-- BEGIN RECORDS PROVIDED --

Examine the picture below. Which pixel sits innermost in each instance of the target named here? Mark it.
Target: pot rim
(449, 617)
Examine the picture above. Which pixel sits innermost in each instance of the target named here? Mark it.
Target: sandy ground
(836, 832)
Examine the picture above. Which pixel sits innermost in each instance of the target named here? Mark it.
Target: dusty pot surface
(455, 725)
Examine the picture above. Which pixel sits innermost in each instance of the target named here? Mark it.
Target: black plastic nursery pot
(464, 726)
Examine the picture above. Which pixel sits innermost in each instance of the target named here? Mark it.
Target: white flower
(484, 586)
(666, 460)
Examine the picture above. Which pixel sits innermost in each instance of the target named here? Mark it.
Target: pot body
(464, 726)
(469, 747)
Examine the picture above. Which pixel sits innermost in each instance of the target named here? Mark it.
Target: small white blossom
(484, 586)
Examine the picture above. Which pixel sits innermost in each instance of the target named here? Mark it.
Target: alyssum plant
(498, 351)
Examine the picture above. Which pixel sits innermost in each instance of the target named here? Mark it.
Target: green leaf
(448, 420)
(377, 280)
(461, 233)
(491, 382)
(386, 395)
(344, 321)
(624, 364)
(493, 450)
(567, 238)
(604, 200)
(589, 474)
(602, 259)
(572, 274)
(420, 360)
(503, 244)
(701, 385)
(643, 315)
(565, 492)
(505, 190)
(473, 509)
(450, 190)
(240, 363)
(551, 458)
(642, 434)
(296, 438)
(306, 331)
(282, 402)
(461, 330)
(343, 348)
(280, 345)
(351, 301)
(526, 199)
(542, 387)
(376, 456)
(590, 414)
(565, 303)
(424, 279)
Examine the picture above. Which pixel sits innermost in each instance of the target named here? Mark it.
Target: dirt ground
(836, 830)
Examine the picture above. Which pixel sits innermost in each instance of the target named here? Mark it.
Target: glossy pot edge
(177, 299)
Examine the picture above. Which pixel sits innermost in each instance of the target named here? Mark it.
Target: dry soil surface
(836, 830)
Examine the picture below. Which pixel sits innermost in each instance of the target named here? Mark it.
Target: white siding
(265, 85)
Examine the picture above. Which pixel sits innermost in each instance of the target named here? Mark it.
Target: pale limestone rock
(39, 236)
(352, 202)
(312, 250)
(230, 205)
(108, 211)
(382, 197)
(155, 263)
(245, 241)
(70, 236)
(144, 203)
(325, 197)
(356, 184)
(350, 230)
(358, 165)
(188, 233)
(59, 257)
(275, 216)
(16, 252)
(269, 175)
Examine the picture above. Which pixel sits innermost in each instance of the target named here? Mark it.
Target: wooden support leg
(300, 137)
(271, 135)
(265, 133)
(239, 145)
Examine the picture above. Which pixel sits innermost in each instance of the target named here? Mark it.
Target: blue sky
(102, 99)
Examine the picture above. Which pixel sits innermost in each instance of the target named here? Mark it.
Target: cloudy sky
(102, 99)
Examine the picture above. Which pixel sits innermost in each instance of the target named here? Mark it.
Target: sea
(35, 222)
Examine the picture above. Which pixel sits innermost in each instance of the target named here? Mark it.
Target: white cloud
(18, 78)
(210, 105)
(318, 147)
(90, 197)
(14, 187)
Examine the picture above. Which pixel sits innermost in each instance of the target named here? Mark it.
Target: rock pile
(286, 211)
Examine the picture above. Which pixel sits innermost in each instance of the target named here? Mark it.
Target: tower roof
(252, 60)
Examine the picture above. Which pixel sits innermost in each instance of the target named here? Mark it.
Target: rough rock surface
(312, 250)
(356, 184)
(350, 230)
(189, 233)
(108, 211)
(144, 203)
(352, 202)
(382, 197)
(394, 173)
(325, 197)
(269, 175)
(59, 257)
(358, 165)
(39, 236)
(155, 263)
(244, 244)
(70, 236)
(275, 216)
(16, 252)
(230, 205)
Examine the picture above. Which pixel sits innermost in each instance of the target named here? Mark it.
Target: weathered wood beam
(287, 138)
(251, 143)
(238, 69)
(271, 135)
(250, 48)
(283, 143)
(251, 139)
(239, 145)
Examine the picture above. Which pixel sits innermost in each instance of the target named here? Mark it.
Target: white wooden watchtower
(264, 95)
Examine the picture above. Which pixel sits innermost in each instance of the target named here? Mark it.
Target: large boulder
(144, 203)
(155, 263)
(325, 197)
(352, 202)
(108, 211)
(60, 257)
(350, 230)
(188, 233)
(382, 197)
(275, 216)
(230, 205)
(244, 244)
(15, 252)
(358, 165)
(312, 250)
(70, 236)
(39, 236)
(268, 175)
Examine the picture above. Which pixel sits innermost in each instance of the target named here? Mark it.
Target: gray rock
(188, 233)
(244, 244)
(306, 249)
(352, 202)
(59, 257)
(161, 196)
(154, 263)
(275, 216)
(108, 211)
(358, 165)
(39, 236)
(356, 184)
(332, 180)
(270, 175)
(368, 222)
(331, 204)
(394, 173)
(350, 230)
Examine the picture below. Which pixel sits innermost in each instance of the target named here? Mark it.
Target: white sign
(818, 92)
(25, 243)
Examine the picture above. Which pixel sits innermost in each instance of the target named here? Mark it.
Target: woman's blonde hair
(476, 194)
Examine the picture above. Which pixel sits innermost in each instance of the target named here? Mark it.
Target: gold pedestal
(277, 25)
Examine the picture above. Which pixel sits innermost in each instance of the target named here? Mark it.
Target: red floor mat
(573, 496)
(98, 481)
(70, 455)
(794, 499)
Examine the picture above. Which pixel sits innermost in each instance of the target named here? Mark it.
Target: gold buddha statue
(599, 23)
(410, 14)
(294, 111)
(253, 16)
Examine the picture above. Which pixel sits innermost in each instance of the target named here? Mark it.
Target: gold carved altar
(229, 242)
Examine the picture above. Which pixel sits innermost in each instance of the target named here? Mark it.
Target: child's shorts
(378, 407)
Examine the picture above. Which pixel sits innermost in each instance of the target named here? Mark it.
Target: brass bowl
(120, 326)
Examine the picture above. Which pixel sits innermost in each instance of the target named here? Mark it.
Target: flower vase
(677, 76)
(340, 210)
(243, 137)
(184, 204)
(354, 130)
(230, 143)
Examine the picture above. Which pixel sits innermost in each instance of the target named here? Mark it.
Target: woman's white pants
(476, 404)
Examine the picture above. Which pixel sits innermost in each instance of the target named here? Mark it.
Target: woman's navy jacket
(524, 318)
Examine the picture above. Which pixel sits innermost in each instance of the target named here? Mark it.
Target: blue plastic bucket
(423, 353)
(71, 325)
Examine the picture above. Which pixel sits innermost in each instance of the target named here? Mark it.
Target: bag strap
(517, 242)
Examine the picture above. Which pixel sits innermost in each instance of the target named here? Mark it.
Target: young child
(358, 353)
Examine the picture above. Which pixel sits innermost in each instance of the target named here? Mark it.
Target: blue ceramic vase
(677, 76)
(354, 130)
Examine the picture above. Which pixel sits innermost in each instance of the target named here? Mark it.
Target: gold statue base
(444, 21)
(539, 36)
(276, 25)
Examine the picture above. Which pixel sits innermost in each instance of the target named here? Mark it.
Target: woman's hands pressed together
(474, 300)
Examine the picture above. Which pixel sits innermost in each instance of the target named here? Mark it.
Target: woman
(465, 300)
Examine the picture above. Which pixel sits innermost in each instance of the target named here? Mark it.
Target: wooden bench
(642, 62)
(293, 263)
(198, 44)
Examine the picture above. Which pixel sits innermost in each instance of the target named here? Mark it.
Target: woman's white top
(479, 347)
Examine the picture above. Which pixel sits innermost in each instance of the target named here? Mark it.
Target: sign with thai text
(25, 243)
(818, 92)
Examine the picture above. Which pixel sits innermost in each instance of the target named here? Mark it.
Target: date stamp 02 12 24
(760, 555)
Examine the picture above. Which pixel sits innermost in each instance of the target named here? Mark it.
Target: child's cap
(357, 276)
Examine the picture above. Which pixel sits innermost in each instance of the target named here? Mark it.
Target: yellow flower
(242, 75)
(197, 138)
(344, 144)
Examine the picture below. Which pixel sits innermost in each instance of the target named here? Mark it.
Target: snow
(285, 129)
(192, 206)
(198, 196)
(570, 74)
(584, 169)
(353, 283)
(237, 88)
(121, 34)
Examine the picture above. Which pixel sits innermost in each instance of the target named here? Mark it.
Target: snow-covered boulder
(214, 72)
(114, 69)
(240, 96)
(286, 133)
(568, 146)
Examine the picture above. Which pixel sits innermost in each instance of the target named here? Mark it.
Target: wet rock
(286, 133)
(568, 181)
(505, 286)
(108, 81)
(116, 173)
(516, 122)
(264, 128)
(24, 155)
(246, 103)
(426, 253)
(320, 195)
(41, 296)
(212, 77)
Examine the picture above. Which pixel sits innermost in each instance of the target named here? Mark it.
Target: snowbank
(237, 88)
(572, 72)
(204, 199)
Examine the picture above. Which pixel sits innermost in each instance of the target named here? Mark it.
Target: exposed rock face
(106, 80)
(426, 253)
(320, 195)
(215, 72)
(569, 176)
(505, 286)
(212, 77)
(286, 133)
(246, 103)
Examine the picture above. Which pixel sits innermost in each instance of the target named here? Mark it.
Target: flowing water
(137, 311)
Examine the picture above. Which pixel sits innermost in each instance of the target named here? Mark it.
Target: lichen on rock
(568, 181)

-- END RECORDS PROVIDED --

Pick out every line in the listing above that contains the word "rock" and copy each of those lines.

> _RIGHT ANSWER_
Target: pale limestone rock
Target: rock pile
Target: rough rock surface
Target: gray rock
Target: wet rock
Target: exposed rock face
Target: lichen on rock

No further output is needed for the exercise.